* Your goal
Copy out the full news report on the Israeli military takeover of homes in Safa village, word for word.

* Source excerpt
Three Safa homes taken over as military posts,
settlers decide not to retaliate after axe attack
Date: 03 / 04 / 2009 Time: 10:22
Bethlehem -
Ma’an/Agencies -
In Safa village Israeli occupation soldiers occupied three
homes and declared them military posts. Several bulldozers blocked off
entrances to the village, cutting it off totally from its lands and
neighboring villages as the Israeli manhunt for the “axe attacker”
continues.
Safa residents have lived under curfew for 24 hours
as troops patrol the streets and raid homes. The residences of Ahmed
Ismail Kokas, Ghazi Ahmed Ady, and Isam Ibrahim Ady have been taken over
and at least six others suffered damage as troops burst through doors or
smashed windows. Villagers say at least 28 have been detained and are
being held in an unknown location.
Worries over a retaliatory
attack from right-wing Israeli settlers in the illegal Bat Ayin
settlement were stayed slightly after Israeli news media published
reports of the local Rabbi urging calm.
Several media outlets in
Israel reported a settlement-wide meeting Thursday night in an effort
for the Bat Ayin settlers to form their collective reactions to the
Thursday afternoon “axe attack” that saw the death of a local teenager.
What settlers described as an axe-wielding Palestinian youth
entered the illegal settlement around noon and attacked 13-year-old
Shlomo Nativ and another seven-year-old boy. Nativ was killed and the
younger boy moderately injured.

* Data rows
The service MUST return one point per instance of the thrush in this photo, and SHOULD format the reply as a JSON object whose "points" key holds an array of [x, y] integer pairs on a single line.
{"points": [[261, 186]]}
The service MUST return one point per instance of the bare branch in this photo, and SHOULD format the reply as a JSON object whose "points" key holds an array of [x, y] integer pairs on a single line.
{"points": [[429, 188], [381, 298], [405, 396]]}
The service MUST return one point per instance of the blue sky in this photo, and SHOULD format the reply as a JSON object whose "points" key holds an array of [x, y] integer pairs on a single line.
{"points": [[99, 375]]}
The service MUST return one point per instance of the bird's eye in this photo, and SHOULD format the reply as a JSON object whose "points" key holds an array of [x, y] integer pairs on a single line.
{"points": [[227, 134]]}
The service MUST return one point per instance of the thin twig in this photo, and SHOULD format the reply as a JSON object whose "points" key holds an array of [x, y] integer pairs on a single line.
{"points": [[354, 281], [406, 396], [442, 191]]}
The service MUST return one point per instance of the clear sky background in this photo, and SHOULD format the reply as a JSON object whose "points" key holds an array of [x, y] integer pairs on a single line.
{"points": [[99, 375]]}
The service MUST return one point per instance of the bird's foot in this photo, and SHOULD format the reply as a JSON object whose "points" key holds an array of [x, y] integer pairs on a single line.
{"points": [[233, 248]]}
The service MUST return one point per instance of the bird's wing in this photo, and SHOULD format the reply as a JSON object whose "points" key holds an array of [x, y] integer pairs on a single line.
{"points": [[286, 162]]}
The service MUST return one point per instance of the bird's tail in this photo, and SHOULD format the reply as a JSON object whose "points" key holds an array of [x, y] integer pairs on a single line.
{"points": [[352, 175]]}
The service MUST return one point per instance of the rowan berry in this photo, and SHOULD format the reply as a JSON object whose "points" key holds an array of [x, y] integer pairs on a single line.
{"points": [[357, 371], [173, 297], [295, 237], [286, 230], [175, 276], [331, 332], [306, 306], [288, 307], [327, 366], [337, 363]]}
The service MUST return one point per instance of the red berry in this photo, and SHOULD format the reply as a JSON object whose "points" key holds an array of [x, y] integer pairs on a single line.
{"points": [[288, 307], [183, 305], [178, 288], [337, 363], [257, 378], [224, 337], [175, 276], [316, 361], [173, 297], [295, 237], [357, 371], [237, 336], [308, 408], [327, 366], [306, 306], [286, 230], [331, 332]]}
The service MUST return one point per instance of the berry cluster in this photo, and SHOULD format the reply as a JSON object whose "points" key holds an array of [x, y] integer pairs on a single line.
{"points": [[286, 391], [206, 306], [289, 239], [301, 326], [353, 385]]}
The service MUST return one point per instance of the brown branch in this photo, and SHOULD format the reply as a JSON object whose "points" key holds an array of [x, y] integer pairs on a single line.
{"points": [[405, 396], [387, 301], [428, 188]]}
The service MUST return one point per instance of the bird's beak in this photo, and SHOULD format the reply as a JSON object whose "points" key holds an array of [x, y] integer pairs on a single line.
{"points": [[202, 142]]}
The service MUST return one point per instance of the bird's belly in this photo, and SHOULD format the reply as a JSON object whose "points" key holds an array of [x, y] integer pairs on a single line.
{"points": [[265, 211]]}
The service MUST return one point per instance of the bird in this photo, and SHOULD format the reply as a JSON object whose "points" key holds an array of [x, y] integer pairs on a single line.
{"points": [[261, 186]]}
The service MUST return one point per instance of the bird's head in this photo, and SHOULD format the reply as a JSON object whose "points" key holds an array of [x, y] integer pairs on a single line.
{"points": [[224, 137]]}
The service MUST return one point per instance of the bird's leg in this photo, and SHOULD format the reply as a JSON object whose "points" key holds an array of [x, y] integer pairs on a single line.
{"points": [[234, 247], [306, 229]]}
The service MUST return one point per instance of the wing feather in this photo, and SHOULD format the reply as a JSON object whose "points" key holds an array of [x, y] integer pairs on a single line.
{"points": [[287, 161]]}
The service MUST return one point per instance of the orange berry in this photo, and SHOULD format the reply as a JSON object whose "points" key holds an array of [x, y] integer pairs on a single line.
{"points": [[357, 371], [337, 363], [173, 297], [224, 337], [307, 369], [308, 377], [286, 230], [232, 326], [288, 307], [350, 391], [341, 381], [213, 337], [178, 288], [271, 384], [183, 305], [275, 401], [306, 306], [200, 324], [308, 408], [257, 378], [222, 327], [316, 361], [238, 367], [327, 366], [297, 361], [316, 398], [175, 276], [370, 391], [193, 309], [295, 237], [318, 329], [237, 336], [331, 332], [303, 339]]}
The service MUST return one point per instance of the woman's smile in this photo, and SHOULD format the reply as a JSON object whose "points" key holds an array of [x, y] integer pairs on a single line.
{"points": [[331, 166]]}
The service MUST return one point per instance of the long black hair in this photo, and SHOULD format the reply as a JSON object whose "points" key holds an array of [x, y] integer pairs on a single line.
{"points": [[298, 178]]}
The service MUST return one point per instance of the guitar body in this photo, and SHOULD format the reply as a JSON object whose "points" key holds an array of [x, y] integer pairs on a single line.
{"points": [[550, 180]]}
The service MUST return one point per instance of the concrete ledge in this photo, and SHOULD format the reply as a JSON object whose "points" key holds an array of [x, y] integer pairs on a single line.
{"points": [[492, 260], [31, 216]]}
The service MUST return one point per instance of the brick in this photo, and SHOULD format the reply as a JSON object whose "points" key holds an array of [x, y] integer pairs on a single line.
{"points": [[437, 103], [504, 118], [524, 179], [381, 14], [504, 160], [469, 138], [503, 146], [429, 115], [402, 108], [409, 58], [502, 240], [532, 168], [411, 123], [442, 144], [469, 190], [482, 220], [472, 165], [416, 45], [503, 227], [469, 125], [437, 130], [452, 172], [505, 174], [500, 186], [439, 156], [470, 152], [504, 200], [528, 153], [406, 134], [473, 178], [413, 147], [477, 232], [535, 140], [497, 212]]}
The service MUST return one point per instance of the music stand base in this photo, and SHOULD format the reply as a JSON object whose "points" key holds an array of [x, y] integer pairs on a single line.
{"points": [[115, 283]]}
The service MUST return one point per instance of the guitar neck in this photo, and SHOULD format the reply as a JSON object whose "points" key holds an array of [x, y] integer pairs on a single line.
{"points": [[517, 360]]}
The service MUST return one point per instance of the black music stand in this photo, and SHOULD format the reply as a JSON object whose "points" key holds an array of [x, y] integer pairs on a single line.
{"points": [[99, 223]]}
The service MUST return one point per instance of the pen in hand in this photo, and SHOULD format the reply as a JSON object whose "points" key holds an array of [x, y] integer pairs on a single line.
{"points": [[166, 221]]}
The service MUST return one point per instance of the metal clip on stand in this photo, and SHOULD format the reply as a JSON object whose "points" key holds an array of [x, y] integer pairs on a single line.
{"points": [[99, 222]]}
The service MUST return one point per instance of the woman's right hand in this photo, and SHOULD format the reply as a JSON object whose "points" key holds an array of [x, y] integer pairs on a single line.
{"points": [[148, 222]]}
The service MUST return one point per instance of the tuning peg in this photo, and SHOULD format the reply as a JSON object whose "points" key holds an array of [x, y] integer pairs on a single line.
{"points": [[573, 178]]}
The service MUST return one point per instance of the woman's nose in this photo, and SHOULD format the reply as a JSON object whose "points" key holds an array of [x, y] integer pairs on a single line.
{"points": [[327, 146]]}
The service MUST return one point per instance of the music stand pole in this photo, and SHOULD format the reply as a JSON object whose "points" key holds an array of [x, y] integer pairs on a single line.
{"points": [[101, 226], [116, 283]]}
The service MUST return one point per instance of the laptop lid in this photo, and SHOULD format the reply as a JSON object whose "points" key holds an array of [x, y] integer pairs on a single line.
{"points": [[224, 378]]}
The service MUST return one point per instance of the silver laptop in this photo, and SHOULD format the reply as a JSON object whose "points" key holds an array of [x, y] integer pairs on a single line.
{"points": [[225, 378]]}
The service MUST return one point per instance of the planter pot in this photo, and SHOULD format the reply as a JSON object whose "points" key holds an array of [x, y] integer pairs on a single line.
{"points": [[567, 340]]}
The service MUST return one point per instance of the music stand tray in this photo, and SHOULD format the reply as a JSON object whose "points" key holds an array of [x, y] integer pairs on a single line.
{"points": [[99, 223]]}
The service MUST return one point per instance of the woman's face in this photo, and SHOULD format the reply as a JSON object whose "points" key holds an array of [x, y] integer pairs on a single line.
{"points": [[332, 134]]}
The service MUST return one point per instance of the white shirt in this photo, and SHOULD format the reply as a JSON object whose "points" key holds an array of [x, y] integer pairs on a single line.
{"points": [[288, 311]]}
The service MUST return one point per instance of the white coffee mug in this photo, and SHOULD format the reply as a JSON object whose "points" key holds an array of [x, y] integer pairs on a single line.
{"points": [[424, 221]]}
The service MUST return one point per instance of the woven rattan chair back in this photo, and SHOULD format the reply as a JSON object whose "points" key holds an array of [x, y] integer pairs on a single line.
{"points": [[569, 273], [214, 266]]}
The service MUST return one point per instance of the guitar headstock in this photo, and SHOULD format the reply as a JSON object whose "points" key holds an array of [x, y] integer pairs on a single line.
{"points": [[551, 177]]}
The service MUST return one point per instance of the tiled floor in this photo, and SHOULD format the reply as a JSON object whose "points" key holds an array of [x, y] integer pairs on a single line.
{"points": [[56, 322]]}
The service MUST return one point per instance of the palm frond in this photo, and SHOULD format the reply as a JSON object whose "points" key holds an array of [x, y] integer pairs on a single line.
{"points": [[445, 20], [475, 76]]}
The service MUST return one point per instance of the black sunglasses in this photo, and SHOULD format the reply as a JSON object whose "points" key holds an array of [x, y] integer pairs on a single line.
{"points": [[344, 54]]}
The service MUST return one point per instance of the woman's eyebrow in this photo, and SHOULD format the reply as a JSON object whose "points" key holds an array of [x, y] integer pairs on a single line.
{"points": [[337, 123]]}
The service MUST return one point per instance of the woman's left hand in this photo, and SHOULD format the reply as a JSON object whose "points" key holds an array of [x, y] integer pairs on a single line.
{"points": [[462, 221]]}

* Result for this task
Three Safa homes taken over as military posts,
settlers decide not to retaliate after axe attack
Date: 03 / 04 / 2009 Time: 10:22
Bethlehem -
Ma’an/Agencies -
In Safa village Israeli occupation soldiers occupied three
homes and declared them military posts. Several bulldozers blocked off
entrances to the village, cutting it off totally from its lands and
neighboring villages as the Israeli manhunt for the “axe attacker”
continues.
Safa residents have lived under curfew for 24 hours
as troops patrol the streets and raid homes. The residences of Ahmed
Ismail Kokas, Ghazi Ahmed Ady, and Isam Ibrahim Ady have been taken over
and at least six others suffered damage as troops burst through doors or
smashed windows. Villagers say at least 28 have been detained and are
being held in an unknown location.
Worries over a retaliatory
attack from right-wing Israeli settlers in the illegal Bat Ayin
settlement were stayed slightly after Israeli news media published
reports of the local Rabbi urging calm.
Several media outlets in
Israel reported a settlement-wide meeting Thursday night in an effort
for the Bat Ayin settlers to form their collective reactions to the
Thursday afternoon “axe attack” that saw the death of a local teenager.
What settlers described as an axe-wielding Palestinian youth
entered the illegal settlement around noon and attacked 13-year-old
Shlomo Nativ and another seven-year-old boy. Nativ was killed and the
younger boy moderately injured.